Texto fornecido ->
++++++

E dessa parte os umbandistas não querem nem saber!
_Ah,
ainda eu pego o maldito que disseminou que Umbanda só serve para cortar magias
negras e resolver dificuldades materiais. Vocês adoram falar sobre amor e
caridade, mas quase ninguém se importa em vir até aqui cuidar desses que vocês
mesmos mandaram para cá.
_
É que muitos não sabem como fazer isso amigo! _ tentei eu defender os
umbandistas.
_
Claro que não sabem! Só se preocupam em "cortar demandas", combater
feitiços e destruir "demônios das trevas". Grandes guerreiros! Mas
nada fazem sem os vossos Exus, parecendo mais grandes bebês chorões querendo
brincar de guerra!
_
Lembre - se bem. Todos que a mão esquerda derrubar terão que subir pela mão
direita. Essa é a Lei. Comecem a se conscientizar que ninguém aqui gosta de ver
o sofrimento alheio. Comecem a ter uma visão mais ampla do universo espiritual
e da forma como a umbanda relaciona - se com ele.

++++++

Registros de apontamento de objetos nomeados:
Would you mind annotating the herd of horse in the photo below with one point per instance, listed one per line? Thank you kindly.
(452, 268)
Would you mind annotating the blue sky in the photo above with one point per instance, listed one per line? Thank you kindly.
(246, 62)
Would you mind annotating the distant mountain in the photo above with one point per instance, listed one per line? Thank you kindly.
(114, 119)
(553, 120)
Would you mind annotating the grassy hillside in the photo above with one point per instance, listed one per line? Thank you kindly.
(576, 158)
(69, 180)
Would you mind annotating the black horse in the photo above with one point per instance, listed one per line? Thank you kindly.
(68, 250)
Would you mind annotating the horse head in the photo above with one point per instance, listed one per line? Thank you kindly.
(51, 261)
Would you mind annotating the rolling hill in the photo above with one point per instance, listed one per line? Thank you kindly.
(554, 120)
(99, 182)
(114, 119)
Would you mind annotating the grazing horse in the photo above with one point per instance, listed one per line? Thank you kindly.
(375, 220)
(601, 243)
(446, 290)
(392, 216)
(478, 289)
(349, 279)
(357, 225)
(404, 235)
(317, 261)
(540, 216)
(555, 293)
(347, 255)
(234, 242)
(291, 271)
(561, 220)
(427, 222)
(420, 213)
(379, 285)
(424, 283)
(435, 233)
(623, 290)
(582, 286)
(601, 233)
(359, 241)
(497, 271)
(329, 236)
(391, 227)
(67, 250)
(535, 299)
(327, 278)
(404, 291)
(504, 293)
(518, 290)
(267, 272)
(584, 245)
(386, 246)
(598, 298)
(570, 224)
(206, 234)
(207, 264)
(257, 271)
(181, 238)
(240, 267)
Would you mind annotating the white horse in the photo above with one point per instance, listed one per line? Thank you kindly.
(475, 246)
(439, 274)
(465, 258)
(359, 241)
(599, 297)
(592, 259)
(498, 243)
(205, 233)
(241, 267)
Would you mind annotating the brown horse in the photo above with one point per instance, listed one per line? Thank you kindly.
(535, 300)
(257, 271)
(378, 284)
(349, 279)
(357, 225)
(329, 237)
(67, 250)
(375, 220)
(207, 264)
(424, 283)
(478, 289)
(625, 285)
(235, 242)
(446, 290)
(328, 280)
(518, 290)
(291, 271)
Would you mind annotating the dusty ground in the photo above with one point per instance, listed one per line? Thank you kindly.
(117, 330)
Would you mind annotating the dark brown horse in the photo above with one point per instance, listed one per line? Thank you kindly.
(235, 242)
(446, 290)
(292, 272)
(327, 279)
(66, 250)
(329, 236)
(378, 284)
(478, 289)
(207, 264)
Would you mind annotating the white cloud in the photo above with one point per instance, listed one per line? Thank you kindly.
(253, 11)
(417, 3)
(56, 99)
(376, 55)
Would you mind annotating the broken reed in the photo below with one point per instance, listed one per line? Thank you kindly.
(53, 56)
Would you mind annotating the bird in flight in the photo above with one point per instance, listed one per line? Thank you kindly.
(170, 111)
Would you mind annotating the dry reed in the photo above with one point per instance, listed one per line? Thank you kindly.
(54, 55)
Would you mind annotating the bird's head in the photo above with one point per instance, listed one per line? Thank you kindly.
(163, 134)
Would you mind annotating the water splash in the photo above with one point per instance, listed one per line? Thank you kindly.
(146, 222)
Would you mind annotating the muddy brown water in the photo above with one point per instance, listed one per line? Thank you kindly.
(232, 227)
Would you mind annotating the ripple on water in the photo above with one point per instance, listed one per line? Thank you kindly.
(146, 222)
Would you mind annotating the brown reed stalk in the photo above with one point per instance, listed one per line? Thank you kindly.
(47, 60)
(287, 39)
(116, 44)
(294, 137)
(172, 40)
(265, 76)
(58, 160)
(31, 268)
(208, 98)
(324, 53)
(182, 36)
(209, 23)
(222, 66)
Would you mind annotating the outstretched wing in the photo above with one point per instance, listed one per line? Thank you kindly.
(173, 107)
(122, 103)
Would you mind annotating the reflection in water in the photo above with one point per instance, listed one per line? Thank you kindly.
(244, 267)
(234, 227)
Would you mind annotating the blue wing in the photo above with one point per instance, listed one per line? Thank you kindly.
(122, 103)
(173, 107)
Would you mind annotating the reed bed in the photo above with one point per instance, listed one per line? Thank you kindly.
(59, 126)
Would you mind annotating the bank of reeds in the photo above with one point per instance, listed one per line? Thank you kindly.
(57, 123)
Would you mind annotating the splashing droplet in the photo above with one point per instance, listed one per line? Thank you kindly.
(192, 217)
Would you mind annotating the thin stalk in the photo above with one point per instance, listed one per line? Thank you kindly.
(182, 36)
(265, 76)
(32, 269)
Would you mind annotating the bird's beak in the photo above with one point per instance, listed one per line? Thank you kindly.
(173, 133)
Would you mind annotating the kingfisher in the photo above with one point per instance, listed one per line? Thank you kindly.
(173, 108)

++++++

A fazer ->
1 - Reproduza como lista numerada, sem as linhas em branco, o trecho da listagem que começa na linha que contém "Would you mind annotating the thin" e segue até o fim da listagem, com as duas pontas incluídas.
2 - Escreva a continuação do texto sobre a umbanda, começando logo depois da última frase.

Resultados finais ->
1 -
1. Would you mind annotating the thin stalk in the photo above with one point per instance, listed one per line? Thank you kindly.
2. (182, 36)
3. (265, 76)
4. (32, 269)
5. Would you mind annotating the bird's beak in the photo above with one point per instance, listed one per line? Thank you kindly.
6. (173, 133)
7. Would you mind annotating the kingfisher in the photo above with one point per instance, listed one per line? Thank you kindly.
8. (173, 108)

2 -
_Dedique
- se mais a esses que são encaminhados nos trabalhos espirituais. Ore por eles,
faça uma vibração por eles, tratem - os com a luz das velas e do coração.
Busquem o conhecimento e forma de auxiliá - los.
_Quero
ver se amanhã, quando você não agüentar mais o chicote, e não tiver ninguém
para te estender a mão, você vai achar tão "glamuroso" esse ciclo
infernal de demandas, perseguições e magias negativas. Isso aqui é só sujeira,
ódio, desgraça e tristeza. Poucos têm coragem de pousar os olhos sobre essas
paragens sombrias.
_
É, isso é verdade. Muitos falam, mas poucos realmente conhecem a verdadeira
situação do astral inferior a qual a Umbanda e toda a humanidade está ligada,
não é mesmo?
_Hahaha,
até que você não é tão idiota! Olha, vou dar um jeito de você lembrar essa
conversa ao acordar. Vê se escreve isso pros seus amigos umbandistas! E para de
reclamar da vida. Quer melhorar? Trabalhe mais!
_
Tá certo seu Exu Ganga. Só mais uma coisa. Um dia desses li num livro que Ganga
é uma falange relacionada ao "lixo". Mas você apresenta - se como um
negro e ao julgar por esses facões nas vossas mãos, acho que nada tem a ver com
o lixo...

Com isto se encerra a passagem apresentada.